_WHAT IS BEING ASKED_
Copy every line of the data from the line with "Ground the black pickup" to the line with "614, 197, 631, 215", both included. Increase each bounding box coordinate given as an answer by 46, and leave all other lines unchanged.

_LISTED RECORDS_

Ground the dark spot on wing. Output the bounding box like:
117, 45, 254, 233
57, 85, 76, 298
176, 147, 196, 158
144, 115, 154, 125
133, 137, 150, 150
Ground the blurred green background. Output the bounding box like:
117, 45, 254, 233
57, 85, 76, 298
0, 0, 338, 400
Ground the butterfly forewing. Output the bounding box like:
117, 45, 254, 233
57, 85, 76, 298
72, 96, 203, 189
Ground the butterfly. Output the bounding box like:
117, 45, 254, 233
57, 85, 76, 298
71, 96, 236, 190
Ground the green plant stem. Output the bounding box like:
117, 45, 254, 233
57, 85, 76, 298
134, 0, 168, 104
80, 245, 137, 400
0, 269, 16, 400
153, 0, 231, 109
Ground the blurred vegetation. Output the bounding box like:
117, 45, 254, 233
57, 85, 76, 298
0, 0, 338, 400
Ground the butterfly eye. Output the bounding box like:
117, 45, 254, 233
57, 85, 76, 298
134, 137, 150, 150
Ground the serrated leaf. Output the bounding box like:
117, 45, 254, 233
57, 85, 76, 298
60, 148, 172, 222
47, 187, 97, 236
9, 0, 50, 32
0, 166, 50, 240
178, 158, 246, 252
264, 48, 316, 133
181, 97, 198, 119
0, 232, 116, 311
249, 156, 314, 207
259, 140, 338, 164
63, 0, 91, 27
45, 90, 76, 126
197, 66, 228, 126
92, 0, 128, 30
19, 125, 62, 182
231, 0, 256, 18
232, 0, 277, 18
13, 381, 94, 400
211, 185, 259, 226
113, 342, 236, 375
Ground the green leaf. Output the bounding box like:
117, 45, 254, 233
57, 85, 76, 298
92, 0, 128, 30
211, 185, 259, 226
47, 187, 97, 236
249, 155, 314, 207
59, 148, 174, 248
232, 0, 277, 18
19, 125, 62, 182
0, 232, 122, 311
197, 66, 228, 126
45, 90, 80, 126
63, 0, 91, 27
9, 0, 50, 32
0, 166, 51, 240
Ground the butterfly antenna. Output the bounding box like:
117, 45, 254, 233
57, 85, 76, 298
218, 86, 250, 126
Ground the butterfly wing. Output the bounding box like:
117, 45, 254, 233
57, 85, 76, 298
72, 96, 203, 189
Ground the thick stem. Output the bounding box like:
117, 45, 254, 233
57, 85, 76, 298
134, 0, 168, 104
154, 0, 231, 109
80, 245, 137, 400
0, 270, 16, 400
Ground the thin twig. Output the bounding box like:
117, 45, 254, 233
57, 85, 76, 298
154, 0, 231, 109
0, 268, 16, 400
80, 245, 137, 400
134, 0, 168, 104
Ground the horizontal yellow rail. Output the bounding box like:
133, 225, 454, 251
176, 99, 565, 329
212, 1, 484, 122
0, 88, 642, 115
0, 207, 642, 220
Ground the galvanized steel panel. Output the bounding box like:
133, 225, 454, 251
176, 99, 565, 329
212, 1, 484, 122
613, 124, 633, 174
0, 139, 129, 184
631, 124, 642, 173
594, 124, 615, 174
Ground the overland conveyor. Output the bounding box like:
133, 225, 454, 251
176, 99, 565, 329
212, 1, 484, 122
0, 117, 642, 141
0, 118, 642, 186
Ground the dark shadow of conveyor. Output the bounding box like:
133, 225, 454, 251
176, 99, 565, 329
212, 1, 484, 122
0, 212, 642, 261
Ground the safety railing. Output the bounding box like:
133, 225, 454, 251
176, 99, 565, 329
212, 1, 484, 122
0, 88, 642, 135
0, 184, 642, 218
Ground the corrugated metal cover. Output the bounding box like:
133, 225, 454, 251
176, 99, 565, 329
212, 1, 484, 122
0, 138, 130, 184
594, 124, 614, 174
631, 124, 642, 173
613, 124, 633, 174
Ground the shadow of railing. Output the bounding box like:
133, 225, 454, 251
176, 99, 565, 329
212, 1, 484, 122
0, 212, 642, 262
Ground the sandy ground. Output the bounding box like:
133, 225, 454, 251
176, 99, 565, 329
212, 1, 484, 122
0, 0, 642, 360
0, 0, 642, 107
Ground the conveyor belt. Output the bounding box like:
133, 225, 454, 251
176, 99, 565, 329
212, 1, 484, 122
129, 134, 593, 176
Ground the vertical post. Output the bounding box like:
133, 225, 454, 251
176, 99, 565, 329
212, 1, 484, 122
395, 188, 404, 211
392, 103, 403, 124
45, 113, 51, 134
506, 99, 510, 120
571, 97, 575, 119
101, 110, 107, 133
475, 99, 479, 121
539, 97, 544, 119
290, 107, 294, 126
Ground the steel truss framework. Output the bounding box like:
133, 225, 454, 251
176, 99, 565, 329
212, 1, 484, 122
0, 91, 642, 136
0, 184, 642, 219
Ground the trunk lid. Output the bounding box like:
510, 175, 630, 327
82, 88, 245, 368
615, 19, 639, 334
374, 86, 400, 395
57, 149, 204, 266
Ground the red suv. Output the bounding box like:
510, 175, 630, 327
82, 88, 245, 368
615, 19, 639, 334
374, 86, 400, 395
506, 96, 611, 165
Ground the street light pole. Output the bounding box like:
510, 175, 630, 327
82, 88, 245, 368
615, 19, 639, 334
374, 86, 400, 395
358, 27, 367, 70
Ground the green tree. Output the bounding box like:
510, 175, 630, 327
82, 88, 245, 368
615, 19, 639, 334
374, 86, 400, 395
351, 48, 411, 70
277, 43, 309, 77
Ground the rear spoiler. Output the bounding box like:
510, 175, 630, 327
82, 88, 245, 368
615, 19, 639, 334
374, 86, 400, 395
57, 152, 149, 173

---

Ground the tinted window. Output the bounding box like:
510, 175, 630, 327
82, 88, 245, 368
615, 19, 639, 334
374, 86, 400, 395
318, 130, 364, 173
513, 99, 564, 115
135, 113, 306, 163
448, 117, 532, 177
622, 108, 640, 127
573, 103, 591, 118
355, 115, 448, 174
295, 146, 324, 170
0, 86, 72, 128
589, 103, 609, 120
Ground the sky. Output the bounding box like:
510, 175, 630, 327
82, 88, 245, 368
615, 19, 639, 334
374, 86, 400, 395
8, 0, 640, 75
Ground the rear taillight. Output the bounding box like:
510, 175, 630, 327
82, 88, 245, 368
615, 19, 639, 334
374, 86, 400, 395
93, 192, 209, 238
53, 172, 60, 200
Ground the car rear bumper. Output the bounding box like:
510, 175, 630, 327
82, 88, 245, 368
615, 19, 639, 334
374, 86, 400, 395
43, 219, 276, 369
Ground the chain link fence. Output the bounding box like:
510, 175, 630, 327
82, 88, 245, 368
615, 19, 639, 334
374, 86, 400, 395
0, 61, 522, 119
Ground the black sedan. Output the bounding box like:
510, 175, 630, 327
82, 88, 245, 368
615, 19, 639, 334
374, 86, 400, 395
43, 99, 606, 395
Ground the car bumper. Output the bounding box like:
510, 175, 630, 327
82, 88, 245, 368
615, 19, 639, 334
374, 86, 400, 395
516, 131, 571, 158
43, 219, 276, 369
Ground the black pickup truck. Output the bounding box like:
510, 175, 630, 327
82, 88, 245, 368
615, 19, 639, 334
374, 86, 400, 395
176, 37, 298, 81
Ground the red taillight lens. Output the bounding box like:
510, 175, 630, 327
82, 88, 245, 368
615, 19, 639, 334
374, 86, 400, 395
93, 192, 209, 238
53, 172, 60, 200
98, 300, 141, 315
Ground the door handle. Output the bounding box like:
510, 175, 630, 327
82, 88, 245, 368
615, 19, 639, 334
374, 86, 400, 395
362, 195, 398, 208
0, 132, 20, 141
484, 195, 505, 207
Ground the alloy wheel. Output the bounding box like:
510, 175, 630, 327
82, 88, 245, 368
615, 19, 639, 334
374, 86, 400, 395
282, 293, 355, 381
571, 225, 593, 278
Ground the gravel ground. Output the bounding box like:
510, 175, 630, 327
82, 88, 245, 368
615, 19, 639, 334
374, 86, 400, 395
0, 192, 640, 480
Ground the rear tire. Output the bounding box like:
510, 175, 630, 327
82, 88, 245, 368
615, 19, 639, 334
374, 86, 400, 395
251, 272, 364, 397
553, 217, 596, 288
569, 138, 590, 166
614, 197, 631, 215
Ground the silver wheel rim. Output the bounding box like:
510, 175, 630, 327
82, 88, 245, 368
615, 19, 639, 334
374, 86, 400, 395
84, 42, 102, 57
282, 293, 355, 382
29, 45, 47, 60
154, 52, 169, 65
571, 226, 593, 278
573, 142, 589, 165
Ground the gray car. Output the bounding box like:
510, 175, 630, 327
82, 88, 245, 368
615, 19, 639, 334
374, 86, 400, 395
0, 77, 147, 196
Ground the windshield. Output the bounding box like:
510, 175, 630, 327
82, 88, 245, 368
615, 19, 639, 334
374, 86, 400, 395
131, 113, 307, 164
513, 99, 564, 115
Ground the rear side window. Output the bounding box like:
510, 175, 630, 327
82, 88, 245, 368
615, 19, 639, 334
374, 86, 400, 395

--

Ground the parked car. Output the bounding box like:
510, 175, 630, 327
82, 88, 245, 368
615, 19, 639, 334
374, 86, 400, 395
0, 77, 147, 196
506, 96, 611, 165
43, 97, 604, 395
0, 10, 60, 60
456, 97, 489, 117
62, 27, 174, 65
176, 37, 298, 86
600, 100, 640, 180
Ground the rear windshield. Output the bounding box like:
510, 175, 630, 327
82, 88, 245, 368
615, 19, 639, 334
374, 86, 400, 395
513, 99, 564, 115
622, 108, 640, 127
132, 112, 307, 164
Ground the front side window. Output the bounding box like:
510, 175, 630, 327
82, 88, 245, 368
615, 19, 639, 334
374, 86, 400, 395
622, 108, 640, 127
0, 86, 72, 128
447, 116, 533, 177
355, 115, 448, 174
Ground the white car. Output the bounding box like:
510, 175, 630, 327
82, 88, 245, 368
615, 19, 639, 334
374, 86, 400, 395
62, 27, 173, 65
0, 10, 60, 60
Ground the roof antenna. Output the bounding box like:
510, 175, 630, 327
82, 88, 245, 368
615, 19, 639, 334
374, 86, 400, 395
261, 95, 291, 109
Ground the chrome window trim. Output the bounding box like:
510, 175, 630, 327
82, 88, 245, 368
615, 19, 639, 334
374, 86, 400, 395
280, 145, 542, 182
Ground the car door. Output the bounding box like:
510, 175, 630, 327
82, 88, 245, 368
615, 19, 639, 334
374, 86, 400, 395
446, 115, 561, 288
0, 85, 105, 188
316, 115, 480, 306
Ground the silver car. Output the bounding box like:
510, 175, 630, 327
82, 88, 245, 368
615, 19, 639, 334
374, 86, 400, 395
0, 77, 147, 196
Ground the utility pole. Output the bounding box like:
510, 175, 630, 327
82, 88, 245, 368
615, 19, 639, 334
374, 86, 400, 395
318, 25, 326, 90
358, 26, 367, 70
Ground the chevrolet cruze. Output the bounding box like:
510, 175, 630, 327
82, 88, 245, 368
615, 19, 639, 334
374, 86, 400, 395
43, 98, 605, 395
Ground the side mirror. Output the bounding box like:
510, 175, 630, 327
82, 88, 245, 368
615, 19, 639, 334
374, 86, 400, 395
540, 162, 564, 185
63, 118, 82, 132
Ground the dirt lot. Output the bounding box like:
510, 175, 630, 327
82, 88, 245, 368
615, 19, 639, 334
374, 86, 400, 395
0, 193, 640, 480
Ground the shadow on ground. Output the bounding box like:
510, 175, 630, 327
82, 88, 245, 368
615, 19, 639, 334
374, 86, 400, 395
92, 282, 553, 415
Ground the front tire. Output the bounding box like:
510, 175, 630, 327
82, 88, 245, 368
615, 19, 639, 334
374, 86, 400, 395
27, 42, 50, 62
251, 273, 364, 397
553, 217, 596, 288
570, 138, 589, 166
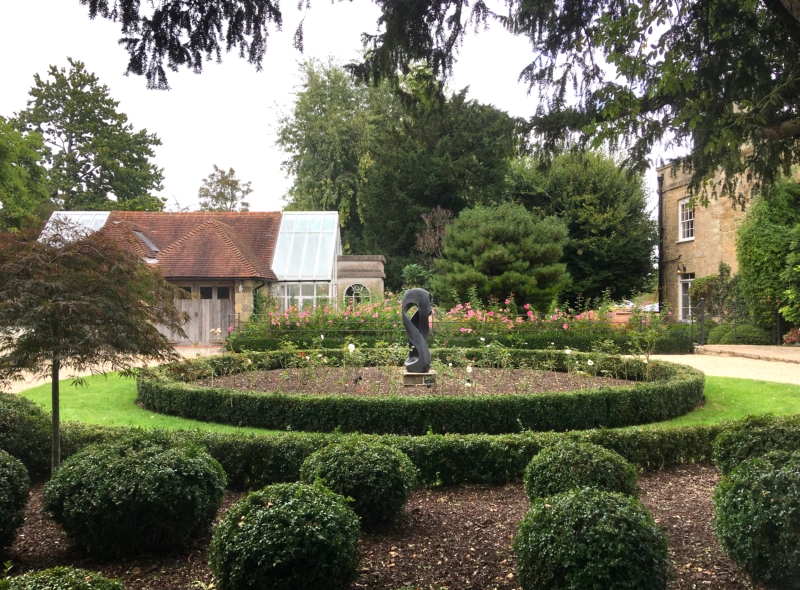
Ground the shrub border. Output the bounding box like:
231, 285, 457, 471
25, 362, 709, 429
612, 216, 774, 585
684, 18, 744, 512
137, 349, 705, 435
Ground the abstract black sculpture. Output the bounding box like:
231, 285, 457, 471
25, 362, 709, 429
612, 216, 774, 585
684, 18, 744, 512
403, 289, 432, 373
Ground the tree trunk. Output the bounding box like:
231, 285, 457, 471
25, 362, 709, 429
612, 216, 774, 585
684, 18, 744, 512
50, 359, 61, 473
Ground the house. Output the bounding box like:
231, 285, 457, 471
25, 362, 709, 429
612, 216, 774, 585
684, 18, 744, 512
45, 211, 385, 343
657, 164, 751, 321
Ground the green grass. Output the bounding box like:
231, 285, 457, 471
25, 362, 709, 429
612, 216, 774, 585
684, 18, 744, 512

_TASK OUTPUT_
Ground the black pickup truck. Output the bounding box like:
510, 175, 630, 327
82, 88, 245, 368
615, 19, 639, 334
374, 86, 400, 395
222, 83, 344, 127
Ground the red taillight lens. Output the bounding box like:
510, 175, 630, 327
82, 88, 245, 368
615, 19, 639, 334
374, 86, 400, 395
139, 238, 255, 284
99, 218, 106, 246
144, 346, 187, 361
Ground the door handle. Output the bounding box like:
510, 175, 630, 327
82, 88, 245, 368
615, 19, 639, 334
374, 86, 400, 395
408, 241, 444, 254
46, 178, 66, 187
530, 241, 551, 253
Ground the alloy wheel. Output the bounding box like:
510, 175, 630, 327
82, 88, 245, 368
615, 19, 639, 334
374, 86, 400, 395
328, 339, 401, 427
617, 271, 639, 324
Ground the gravel ground. Output the bounding box like:
510, 175, 630, 327
82, 88, 245, 368
615, 19, 639, 334
374, 86, 400, 395
46, 238, 686, 526
Ground the rear tire. Output the bounding box like:
510, 175, 630, 327
82, 88, 245, 368
615, 19, 639, 334
374, 86, 400, 395
297, 318, 410, 443
599, 263, 642, 334
615, 184, 636, 212
660, 243, 677, 261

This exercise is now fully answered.